● APPLY WHAT YOU READ:
(1) In the passage on Keynes below, why does the writer regard the acceptance of a natural market by Keynes and his followers as a shortcoming?
(2) Quote the passage on Keynes below, starting with "While this is" and going on through "opponents of Keynesianism.".

● PASSAGE PROVIDED:
=== Begin Enclosure ===

This gets me to the question that Carter poses at the end as to why the radicalism at the core of Keynes’s vision withered away after he died. Carter partially endorses Joan Robinson’s answer that Keynes was too naïve in believing good ideas could triumph on their own.
While this is undoubtedly in part true, I would add a bit to this in saying that Keynes and his followers were not quite radical enough in their ideas. Specifically, they were too willing to accept the idea of a natural market, that is somehow pre-existing, but may require the intervention of the government to achieve both full employment and important public goals. This acceptance lends way too much legitimacy to the critiques posed by Hayek, Friedman, and other neo-liberal opponents of Keynesianism.
The point is that the government structures the market in very fundamental ways. It can and does structure it differently through time in ways that have an enormous impact on the distribution of income.

=== End Enclosure ===

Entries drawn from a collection
=== Begin Enclosure ===

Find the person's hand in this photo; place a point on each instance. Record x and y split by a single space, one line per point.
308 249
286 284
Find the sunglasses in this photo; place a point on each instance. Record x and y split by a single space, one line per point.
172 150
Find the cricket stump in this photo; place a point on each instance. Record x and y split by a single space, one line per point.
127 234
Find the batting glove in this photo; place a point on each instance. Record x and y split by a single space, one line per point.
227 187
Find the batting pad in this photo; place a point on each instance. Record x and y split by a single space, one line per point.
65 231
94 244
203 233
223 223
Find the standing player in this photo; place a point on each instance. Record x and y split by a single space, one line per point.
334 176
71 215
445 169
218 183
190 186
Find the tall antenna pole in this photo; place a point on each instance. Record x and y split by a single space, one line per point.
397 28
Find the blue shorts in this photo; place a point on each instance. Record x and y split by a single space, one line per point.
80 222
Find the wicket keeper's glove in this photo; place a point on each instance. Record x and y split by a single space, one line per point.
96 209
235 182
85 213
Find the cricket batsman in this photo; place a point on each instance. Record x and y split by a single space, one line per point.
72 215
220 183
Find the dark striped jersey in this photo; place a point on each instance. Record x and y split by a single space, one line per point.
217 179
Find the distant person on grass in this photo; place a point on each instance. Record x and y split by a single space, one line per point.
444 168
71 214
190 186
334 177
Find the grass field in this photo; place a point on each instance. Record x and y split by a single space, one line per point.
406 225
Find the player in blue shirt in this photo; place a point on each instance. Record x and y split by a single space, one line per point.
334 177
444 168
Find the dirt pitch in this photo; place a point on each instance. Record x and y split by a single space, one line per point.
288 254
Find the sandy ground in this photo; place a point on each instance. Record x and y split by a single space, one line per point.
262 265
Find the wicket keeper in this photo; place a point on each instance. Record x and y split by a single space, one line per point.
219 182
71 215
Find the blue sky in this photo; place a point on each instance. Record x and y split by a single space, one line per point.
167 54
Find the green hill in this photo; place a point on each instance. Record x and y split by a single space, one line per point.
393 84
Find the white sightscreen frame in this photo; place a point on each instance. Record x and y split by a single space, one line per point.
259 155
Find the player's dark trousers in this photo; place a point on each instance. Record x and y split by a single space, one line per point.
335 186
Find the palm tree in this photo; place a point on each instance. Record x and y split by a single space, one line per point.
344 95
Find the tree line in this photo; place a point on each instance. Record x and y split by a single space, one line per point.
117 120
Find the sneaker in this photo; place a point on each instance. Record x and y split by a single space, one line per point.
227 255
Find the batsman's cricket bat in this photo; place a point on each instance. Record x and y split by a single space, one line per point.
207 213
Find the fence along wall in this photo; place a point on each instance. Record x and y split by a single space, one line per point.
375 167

=== End Enclosure ===

● RESPONSES BY TASK:
(1) They accepted the idea of a natural market that somehow exists beforehand and may need government intervention only to achieve full employment and important public goals. The writer argues that this acceptance lends far too much legitimacy to the critiques posed by Hayek, Friedman, and other neo-liberal opponents of Keynesianism.

(2)
While this is undoubtedly in part true, I would add a bit to this in saying that Keynes and his followers were not quite radical enough in their ideas. Specifically, they were too willing to accept the idea of a natural market, that is somehow pre-existing, but may require the intervention of the government to achieve both full employment and important public goals. This acceptance lends way too much legitimacy to the critiques posed by Hayek, Friedman, and other neo-liberal opponents of Keynesianism.